TEXT EXCERPT:
■ ■ ■ ■

Right, but the point is how credible his account of the KGB activities is. And if his motivation comes from being a KGB spy, why would he implicate KGB in Kennedy assassination, for example? It does not make any sense.

Larry L. Watts reader

I believe that the main themes of “Disinformation” – that the Kremlin ran operations against the Vatican, spread anti – Semitism and anti-Americanism, especially in the Middle East, and sponsored terrorism – are both credible and supported by the evidence. The problem lies with Mr. Pacepa’s insistence that Romanian foreign policy and behavior were almost the opposite of what virtually all of the evidence indicates. That doesn’t make any sense. However, I am less concerned with his motivations than with the impact of his allegations on U.S. policy and interests.

monostor Larry L. Watts

I have ordered this book and I still have to read it so I cannot say anything related to its content. But, if what Pacepa says now about the Romanian foreign policy is the same with what he said in his first book “Red Horizons” then you rest assure that it is true. It is easily verifiable. The Romanian regime was in a way different from some of its “peer” regimes in Europe, it took cues from Moscow only when it was forced to do so.

■ ■ ■ ■

GIVEN MATERIAL:
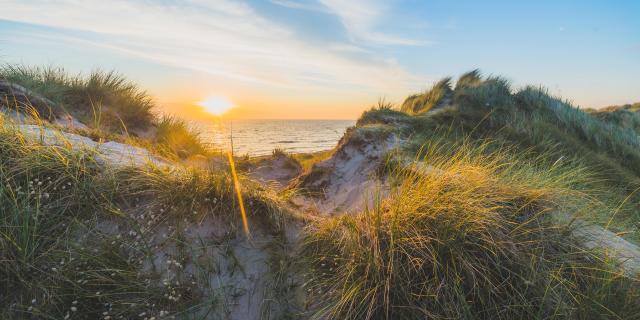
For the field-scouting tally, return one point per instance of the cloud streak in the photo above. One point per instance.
(223, 38)
(360, 18)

■ ■ ■ ■

TASK INSTRUCTIONS:
[a] Reproduce the Pacepa discussion verbatim from "Right, but the" up to and including "not make any sense.".
[b] Extend the Pacepa discussion, starting right after its final sentence.
The listing has no role in this work.

THE RESULTS:
[a]
Right, but the point is how credible his account of the KGB activities is. And if his motivation comes from being a KGB spy, why would he implicate KGB in Kennedy assassination, for example? It does not make any sense.

[b]
Larry L. Watts monostor

“Red Horizons” is full of claims, beginning with its central premise that Romanian independence from Moscow was false and that it acted as a Soviet Trojan horse against the West, that have been debunked through verification. Mr. Pacepa’s specific allegations regarding anti- Americanism, technology theft from the U.S., and anti- Israeli operations are analyzed in “The Pacepa Defection,” at my website (“Other Publications” and then the “Excerpts” for “Extorting Peace”). Not one proved true. Ceausescu was a repressive dictator. And communism proved a blight upon the Romanian people, who still suffer from its consequences. That should not blind us to the fact that internationally, even before Ceausescu, Romania pursued a policy of mediation and of containing Soviet military power for which Romanians can be proud, and which often benefited U.S. interests. Consider, for example, the U.S.-North Vietnamese, U.S.-Chinese and Egyptian-Israeli mediations.